AIM OF THE EXERCISE: Your answer should be the line containing "Could you identify the cracked" and every line after it to the end of the records below, word for word.

Recorded data
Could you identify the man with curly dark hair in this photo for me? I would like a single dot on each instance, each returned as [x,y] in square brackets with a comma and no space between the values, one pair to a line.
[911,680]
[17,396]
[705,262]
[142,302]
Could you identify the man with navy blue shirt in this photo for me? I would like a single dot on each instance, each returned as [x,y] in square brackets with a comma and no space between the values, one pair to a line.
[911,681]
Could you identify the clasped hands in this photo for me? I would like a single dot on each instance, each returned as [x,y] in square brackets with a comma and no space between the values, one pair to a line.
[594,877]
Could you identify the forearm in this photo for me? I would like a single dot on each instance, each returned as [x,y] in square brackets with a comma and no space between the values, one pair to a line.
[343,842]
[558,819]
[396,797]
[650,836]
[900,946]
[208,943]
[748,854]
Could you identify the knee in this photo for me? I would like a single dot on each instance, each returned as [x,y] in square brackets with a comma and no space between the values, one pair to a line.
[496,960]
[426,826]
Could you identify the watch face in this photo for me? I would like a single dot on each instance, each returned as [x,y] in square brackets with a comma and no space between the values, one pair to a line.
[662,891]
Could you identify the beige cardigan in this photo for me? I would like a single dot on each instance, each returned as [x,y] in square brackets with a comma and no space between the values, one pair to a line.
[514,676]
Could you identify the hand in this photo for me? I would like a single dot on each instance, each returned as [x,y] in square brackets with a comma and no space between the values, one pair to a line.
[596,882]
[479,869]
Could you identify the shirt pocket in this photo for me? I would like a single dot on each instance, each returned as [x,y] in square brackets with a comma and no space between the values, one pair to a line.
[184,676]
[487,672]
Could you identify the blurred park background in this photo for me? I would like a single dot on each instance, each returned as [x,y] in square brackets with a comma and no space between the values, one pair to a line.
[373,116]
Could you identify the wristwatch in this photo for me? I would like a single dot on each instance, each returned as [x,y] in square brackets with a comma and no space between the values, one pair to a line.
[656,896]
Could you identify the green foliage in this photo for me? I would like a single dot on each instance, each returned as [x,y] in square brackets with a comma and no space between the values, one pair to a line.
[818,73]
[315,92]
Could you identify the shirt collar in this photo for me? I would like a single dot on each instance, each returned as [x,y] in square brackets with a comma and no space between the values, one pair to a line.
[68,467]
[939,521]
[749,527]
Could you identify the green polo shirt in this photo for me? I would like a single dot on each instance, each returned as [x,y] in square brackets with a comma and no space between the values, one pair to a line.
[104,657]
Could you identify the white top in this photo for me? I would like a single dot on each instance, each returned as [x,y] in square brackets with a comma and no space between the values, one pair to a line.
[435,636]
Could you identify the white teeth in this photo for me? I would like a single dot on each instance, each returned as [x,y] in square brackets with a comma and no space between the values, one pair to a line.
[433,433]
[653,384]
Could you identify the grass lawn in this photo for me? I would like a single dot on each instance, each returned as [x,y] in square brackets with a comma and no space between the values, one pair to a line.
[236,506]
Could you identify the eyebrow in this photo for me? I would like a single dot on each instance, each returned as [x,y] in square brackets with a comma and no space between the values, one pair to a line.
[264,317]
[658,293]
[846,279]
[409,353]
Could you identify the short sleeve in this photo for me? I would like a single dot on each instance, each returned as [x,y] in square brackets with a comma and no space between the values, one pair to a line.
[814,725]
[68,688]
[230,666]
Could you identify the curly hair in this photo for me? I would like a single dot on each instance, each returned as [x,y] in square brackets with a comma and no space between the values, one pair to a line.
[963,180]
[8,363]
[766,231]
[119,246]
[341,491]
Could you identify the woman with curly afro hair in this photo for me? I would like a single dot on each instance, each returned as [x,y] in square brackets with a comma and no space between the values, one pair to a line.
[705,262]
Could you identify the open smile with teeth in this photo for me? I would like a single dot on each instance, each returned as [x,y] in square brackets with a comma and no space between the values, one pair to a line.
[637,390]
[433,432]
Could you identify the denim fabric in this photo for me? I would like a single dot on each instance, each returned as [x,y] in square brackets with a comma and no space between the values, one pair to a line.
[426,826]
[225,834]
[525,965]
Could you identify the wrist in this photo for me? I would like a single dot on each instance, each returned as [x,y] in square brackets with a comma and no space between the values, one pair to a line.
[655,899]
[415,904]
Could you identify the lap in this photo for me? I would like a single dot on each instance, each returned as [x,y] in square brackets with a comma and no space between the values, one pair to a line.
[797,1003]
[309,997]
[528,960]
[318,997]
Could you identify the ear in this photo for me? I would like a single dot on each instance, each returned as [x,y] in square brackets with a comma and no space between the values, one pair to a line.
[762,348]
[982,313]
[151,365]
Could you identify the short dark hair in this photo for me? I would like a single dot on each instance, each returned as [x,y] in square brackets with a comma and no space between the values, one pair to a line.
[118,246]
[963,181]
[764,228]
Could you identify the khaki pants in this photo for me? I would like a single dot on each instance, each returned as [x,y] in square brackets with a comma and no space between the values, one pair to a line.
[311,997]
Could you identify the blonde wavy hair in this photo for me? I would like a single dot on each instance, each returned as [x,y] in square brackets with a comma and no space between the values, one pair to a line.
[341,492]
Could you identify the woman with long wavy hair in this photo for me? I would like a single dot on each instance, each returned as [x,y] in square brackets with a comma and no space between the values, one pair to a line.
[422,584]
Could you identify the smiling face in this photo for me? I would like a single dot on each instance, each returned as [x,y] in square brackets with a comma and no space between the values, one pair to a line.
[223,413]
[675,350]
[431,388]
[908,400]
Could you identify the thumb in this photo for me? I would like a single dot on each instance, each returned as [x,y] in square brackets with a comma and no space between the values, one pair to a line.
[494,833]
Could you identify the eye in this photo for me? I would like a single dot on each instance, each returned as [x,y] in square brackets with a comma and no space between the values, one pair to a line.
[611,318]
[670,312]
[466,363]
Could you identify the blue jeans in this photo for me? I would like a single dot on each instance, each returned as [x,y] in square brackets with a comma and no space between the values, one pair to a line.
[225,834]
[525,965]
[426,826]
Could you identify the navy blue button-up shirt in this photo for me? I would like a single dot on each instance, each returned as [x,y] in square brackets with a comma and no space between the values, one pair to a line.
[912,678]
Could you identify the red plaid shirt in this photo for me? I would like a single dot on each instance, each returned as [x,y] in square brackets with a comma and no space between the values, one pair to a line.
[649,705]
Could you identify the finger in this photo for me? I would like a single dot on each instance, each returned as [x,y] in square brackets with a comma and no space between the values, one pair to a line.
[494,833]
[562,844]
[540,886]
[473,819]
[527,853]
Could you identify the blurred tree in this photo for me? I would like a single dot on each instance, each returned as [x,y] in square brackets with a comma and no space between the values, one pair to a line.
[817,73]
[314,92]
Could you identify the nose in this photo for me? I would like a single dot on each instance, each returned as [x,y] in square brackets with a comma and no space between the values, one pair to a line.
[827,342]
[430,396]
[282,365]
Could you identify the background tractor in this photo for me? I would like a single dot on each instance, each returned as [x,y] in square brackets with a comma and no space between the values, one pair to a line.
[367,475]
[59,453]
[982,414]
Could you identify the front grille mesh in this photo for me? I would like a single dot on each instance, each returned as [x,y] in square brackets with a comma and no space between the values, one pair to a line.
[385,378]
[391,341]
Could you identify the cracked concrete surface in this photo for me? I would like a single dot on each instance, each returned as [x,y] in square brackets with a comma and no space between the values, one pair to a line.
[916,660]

EXERCISE RESULT:
Could you identify the cracked concrete surface in this photo for me? I would like a single dot on each instance, each returned as [x,y] in square brackets with a comma and no space between the values, one pair to a line.
[916,660]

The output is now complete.